> [Given entries]

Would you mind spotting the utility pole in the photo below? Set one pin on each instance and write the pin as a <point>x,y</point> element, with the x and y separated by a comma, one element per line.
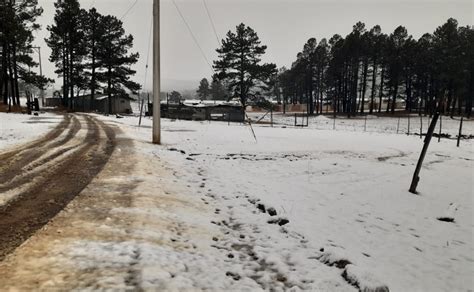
<point>41,74</point>
<point>156,73</point>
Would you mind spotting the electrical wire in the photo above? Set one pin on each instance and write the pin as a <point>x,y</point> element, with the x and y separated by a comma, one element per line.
<point>212,22</point>
<point>129,9</point>
<point>193,36</point>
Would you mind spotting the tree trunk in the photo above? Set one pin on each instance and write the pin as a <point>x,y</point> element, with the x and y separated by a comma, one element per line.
<point>374,80</point>
<point>364,85</point>
<point>15,74</point>
<point>382,75</point>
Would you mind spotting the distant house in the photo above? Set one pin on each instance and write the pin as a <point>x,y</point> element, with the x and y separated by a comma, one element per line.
<point>203,110</point>
<point>120,104</point>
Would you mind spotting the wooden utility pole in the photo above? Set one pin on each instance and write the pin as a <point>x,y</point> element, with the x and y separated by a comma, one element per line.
<point>156,73</point>
<point>429,134</point>
<point>460,131</point>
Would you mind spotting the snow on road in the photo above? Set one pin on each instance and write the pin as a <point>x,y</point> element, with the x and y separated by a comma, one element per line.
<point>344,194</point>
<point>17,129</point>
<point>214,209</point>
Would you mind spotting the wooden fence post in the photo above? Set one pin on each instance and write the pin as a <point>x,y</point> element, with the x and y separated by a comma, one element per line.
<point>460,131</point>
<point>429,134</point>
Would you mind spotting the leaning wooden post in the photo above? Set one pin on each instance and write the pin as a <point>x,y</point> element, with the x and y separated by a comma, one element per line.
<point>271,114</point>
<point>408,133</point>
<point>440,126</point>
<point>460,131</point>
<point>141,112</point>
<point>398,124</point>
<point>429,134</point>
<point>421,126</point>
<point>365,124</point>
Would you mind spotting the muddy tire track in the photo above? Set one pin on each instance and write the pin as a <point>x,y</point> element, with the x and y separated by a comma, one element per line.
<point>38,203</point>
<point>14,165</point>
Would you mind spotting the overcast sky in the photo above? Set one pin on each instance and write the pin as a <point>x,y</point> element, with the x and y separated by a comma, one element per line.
<point>283,25</point>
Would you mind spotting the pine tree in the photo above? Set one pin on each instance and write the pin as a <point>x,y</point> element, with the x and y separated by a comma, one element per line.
<point>67,43</point>
<point>94,29</point>
<point>114,57</point>
<point>204,91</point>
<point>218,91</point>
<point>239,63</point>
<point>16,37</point>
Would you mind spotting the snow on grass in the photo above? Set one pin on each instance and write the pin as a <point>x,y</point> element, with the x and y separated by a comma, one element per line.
<point>17,128</point>
<point>372,123</point>
<point>345,190</point>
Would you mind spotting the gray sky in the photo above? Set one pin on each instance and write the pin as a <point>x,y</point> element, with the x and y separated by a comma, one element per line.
<point>283,25</point>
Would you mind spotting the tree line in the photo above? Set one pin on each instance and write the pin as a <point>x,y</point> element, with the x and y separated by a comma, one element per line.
<point>17,20</point>
<point>91,52</point>
<point>369,71</point>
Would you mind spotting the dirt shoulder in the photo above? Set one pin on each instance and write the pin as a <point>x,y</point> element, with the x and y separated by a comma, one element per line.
<point>119,203</point>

> [Task]
Rewrite all of the lines above, replacing "Would you mind spotting" with "Could you locate" wherever it occurs and leaving everything else unchanged. Omit the pictures from your answer.

> [Finished task]
Could you locate the utility pole in the photo below? Set one pin on each instance and write the pin as a <point>x,y</point> element, with the x and y separated by a comma, one element per line.
<point>41,74</point>
<point>156,73</point>
Could you locate the electrical wire in the photo above? Set one pin on each instance and write the pin as a <point>x,y</point> element, with the x and y separated by a comma, one element per line.
<point>212,22</point>
<point>129,9</point>
<point>193,36</point>
Could you locate the tree trunk in the photo above? Set one pin on each instance and write the pin as a <point>x,y</point> element, with the x and y separated by a comma, one element per line.
<point>374,80</point>
<point>364,85</point>
<point>15,74</point>
<point>382,75</point>
Could you locate the distant house in the photo above? Set one pin on each instance and write the pin as a <point>x,y</point> element, with the x and y separated by a comma, one element per line.
<point>203,110</point>
<point>120,104</point>
Could you locate the wooden utility pole in the photo above? Set one pin on each instance and write the pin as a <point>x,y</point> element, with the x and y separated by a comma, one element per line.
<point>156,73</point>
<point>429,134</point>
<point>460,131</point>
Could you locate the snow on road in the photo above? Set one pin on each instance and write the pin as a <point>x,y</point> element, with the x and y separated by a comma, one element per line.
<point>344,194</point>
<point>17,129</point>
<point>214,209</point>
Could you locate the wooden fence post in the photo above? Set one pin on each instance and write the pin as a <point>x,y</point> element, with the x and y separated by a comma, one element per line.
<point>460,131</point>
<point>429,134</point>
Could you locate the leaning wooden post in the photo above? Set one pin on each instance and write the pin as a <point>x,y</point> element, with the x and y separated by a comma, one element per line.
<point>271,114</point>
<point>408,133</point>
<point>440,126</point>
<point>460,131</point>
<point>141,112</point>
<point>398,124</point>
<point>429,134</point>
<point>421,126</point>
<point>365,124</point>
Could you locate the muddy tire track in the photo above? Set one pin on each instance and write the pin as a <point>x,y</point> element, with the x and y separated by a comma, one element per line.
<point>38,203</point>
<point>14,165</point>
Could you locate the overcast sky in the photo above? Set one pin on each instance and write the pin as a <point>x,y</point> element, with the x and y separated by a comma, one element per line.
<point>283,25</point>
Could you locate the pine tree in the photo above? Set one pin on each instance and write the pin as a <point>x,y</point> element, with the x and y separated by a comma, one element per line.
<point>67,43</point>
<point>94,29</point>
<point>114,57</point>
<point>204,91</point>
<point>218,91</point>
<point>239,63</point>
<point>16,37</point>
Could you locate the snow on grass in the photo above? Set one pin on each instance and write the pin as a <point>x,y</point> element, with the x and y separated by a comma, one element per line.
<point>17,128</point>
<point>372,123</point>
<point>345,190</point>
Could you locate the gray sky in the photo above? Set one pin on each instance and write the pin as a <point>x,y</point> element, with the x and y separated by a comma, one element per line.
<point>283,25</point>
Could you locate the tree line in the photo above? Set one pin on each instance and write the pin as a <point>x,y</point> element, with the x and y separated by a comma, one element per line.
<point>17,20</point>
<point>91,52</point>
<point>369,71</point>
Could you locate the dirt shoulder in the photo above? Set one pin on each instance and write the pin as a <point>x,y</point> element, with the x and y separated by a comma, one element per line.
<point>119,203</point>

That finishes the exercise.